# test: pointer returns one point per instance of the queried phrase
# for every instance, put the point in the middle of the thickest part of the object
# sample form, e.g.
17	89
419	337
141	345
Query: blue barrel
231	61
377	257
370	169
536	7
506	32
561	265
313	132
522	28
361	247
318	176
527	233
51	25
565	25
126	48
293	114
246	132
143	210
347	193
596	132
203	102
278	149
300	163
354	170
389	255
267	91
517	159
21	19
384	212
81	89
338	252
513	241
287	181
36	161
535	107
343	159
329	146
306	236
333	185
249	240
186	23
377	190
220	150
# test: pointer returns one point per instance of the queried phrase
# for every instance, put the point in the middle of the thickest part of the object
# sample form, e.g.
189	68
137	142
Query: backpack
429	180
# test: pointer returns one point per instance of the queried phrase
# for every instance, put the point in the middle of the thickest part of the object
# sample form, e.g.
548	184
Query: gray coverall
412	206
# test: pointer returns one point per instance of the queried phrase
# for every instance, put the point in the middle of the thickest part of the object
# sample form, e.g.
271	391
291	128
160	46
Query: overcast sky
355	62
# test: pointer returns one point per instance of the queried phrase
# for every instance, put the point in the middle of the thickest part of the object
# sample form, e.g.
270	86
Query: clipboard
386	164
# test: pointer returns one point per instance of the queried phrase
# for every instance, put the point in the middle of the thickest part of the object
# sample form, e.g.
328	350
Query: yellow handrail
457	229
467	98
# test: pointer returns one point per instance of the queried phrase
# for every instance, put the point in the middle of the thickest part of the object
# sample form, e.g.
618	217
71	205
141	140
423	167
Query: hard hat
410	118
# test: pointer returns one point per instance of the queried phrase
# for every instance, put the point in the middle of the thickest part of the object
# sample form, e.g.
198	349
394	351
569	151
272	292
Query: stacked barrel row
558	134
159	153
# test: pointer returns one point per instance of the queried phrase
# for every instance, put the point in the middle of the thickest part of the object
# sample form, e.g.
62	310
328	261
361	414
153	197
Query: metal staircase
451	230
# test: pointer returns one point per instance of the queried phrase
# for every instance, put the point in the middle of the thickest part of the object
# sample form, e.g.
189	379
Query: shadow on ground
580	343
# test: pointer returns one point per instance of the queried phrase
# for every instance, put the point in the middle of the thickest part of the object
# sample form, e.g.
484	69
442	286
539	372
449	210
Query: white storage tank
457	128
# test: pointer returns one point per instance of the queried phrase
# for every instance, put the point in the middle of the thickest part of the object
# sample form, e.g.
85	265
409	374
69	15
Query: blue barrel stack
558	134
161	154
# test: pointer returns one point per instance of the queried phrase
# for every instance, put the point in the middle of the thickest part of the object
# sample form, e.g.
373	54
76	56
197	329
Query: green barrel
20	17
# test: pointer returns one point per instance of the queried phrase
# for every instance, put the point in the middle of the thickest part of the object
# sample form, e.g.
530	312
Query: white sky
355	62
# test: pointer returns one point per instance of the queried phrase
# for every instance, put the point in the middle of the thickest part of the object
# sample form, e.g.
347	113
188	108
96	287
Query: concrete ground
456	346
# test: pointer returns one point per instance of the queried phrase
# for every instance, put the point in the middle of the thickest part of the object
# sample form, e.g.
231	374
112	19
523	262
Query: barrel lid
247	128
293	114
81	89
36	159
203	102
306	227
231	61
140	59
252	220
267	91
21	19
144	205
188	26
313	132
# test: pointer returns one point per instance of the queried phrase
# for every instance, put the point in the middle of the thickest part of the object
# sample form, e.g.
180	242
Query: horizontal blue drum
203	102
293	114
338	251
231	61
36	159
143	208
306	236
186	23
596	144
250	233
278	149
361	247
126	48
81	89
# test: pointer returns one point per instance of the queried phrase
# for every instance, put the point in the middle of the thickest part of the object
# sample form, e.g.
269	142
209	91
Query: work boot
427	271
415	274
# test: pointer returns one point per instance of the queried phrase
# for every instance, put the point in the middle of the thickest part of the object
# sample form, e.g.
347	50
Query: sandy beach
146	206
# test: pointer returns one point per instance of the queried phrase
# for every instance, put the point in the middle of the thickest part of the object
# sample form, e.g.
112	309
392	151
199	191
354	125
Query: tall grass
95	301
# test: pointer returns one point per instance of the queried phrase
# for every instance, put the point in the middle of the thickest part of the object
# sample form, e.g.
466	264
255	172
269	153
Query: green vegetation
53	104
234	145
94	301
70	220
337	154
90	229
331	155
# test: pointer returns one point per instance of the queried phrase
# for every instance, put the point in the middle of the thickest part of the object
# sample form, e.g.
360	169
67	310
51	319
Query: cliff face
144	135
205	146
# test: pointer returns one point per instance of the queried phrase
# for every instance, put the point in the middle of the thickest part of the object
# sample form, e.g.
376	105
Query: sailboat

→ **Aim of the task**
Type out the whole listing above again, exactly as it stands.

→ **Solution to this problem**
# test: pointer returns one point per instance of the queried phrase
# for every instance, put the point in the middle of the thickest part of the object
# sample form, e.g.
17	89
419	337
141	345
Query: blue barrel
231	61
377	257
370	169
536	7
506	32
561	265
313	132
522	28
361	247
318	176
527	233
51	25
565	25
126	48
293	114
246	132
143	210
347	193
596	132
203	102
278	149
300	163
354	170
389	255
267	91
517	159
21	19
384	212
81	89
338	252
513	241
287	181
36	161
535	107
343	159
329	146
306	236
333	185
249	240
186	23
377	190
220	150
# test: pointer returns one point per instance of the queried phrase
# for every instance, put the point in the middle of the thickest part of the object
# sample form, e.g.
189	68
137	142
Query: backpack
429	180
# test: pointer returns one point per instance of the queried phrase
# for every instance, put the point in the middle of the thickest part of the object
# sample form, e.g.
548	184
Query: gray coverall
412	206
# test: pointer returns one point per instance of the queried phrase
# for every instance, put the point in the middle of the thickest part of the object
# sample form, e.g.
271	391
291	128
160	46
Query: overcast sky
355	62
# test: pointer returns one point per instance of the queried phrase
# for every instance, put the point in the middle of the thickest part of the object
# sample form, e.g.
270	86
Query: clipboard
386	164
# test: pointer returns one point per instance of the queried phrase
# for every instance, put the point in the middle of the thickest part of the object
# sample form, e.g.
328	350
Query: yellow handrail
457	229
467	98
# test: pointer returns one point per instance of the queried phrase
# for every instance, put the point in the middle of the thickest part of the object
# sample form, e.g.
618	217
71	205
141	140
423	167
Query: hard hat
410	118
# test: pointer returns one point per instance of the queried phrase
# for every instance, put the point in the middle of the thickest part of the object
# sample form, e.g.
198	349
394	351
569	151
272	292
Query: stacked barrel row
558	134
159	153
# test: pointer returns one point per instance of the queried phrase
# for every instance, put the point in the middle of the thickest part of the object
# sample form, e.g.
62	310
328	261
361	414
153	197
Query: metal staircase
451	230
# test: pointer returns one point per instance of the queried phrase
# for every instance, put the point in the middle of the thickest part of the object
# sample form, e.g.
189	379
Query: shadow on ground
580	343
# test: pointer returns one point per instance of the queried phrase
# for every instance, put the point in the middle of the thickest part of the object
# sample form, e.g.
484	69
442	286
539	372
449	210
Query: white storage tank
457	128
# test: pointer returns one point per instance of the queried phrase
# for every instance, put the point in the middle of the thickest part of the object
# sample form, e.g.
85	265
409	374
69	15
Query: blue barrel stack
558	134
161	154
# test: pointer returns one point per instance of the queried phrase
# for every instance, put the point in the middle of the thickest part of the object
# sample form, e.g.
373	54
76	56
197	329
Query: green barrel
20	17
# test: pointer returns one point per instance of the queried phrase
# for every instance, put the point in the middle of the thickest part of the object
# sample form, e.g.
530	312
Query: white sky
355	62
# test: pointer returns one point per instance of the queried phrase
# for every instance, put the point in the middle of the thickest part of the object
# sample form, e.g.
347	113
188	108
96	287
Query: concrete ground
456	346
# test: pointer returns one point per instance of the queried phrase
# for every instance, put the point in the middle of the thickest part of the object
# sample form, e.g.
231	374
112	19
523	262
Query: barrel lid
247	128
293	114
81	89
36	159
203	102
306	227
231	61
140	59
252	220
267	91
21	19
144	205
188	26
313	132
# test: pointer returns one point per instance of the queried phrase
# for every instance, put the point in the middle of the thickest part of the object
# sample form, e.g.
180	242
Query: horizontal blue drum
203	102
293	114
338	251
231	61
36	159
143	208
306	236
186	23
596	144
250	233
278	149
361	247
126	48
81	89
# test: pointer returns one point per instance of the queried phrase
# for every instance, put the point in the middle of the thickest part of the object
# sample form, e.g.
269	142
209	91
Query: work boot
427	271
415	274
# test: pointer returns one point per instance of the queried phrase
# for every instance, put the point in the middle of the thickest part of the object
# sample form, e.g.
347	50
Query: sandy beach
146	206
# test: pointer returns one point per instance of the queried phrase
# for every instance, put the point in the middle of the thickest part of the object
# sample form, e.g.
112	309
392	151
199	191
354	125
Query: tall grass
95	301
# test: pointer returns one point per instance of the queried phrase
# for every instance, put the point in the middle of the thickest part of the object
# sample form, e.g.
466	264
255	172
269	153
Query: green vegetation
53	104
234	145
94	301
70	220
337	154
90	229
331	155
# test: pointer returns one point per instance of the queried phrase
# for every instance, put the point in the middle of the thickest part of the object
# sample form, e.g.
360	169
67	310
51	319
Query: cliff face
144	135
205	146
# test: pointer returns one point per instance of the queried phrase
# for every instance, put the point in the middle of the thickest part of the object
# sample form, e.g.
376	105
Query: sailboat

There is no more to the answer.